## Given task:
Copy each of the following items verbatim, one line at a time.
===============
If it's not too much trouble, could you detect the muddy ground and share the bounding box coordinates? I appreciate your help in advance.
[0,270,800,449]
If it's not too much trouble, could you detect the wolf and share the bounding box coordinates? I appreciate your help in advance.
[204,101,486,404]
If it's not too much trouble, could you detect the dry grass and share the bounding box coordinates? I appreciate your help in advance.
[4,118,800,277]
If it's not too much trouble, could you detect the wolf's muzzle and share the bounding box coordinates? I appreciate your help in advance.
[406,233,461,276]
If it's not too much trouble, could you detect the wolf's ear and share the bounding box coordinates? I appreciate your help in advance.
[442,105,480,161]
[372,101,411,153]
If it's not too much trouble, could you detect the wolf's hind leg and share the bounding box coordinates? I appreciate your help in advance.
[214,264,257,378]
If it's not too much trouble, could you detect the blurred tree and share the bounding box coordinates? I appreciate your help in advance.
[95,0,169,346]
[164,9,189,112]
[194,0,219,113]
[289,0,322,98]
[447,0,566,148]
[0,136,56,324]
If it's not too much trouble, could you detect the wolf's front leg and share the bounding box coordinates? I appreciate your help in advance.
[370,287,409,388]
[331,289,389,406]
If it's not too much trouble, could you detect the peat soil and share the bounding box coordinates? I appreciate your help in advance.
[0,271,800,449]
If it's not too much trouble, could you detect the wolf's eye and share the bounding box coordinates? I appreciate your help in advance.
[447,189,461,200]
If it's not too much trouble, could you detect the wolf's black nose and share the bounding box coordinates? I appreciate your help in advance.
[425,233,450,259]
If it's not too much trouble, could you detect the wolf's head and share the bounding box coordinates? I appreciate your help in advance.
===============
## In response:
If it's not too much trouble, could you detect the muddy ground and share the bounding box coordinates? I appreciate your help in advance.
[0,270,800,449]
If it's not too much trouble, could you detect the wolf and share the bounding box coordinates? I appreciate your help in advance.
[204,101,486,404]
If it's not too much trouble, could you detect the dry grass and share the bounding box coordinates? I appreciate your help in advance.
[4,118,800,277]
If it's not too much trouble, could you detect the wolf's muzzle and share the bounding box coordinates? I appreciate your help in advance.
[406,233,461,276]
If it's not too much trouble, could you detect the wolf's ear and share the bounding box coordinates? I appreciate your help in advance.
[442,105,480,161]
[372,101,411,153]
If it's not too much trouble, could you detect the wolf's hind leg and share the bounding box coordinates? I appreciate your help in advance.
[214,264,257,378]
If it's not too much trouble, could you detect the blurred tree and share the bounding box coordinates? I appreciate your help in advance.
[95,0,169,346]
[164,9,189,112]
[194,0,219,113]
[289,0,322,98]
[447,0,566,148]
[0,136,56,324]
If it's not too much trouble, could you detect the wolf's front leg and share the bounding box coordinates? I appreciate your help in advance.
[370,287,409,388]
[331,289,389,406]
If it's not too much trouble, could you detect the peat soil and share the bounding box coordinates? I appreciate your help in advance.
[0,271,800,449]
If it's not too much trouble, could you detect the wolf's eye and share the bounding box coordinates? I appreciate your help in advance.
[447,189,461,200]
If it's not too much trouble, could you detect the wolf's black nose and share the bounding box coordinates? I appreciate your help in advance.
[425,233,450,259]
If it's not too much trouble, could you detect the wolf's head and share the bounding box coordinates? I appreciate your help in advance.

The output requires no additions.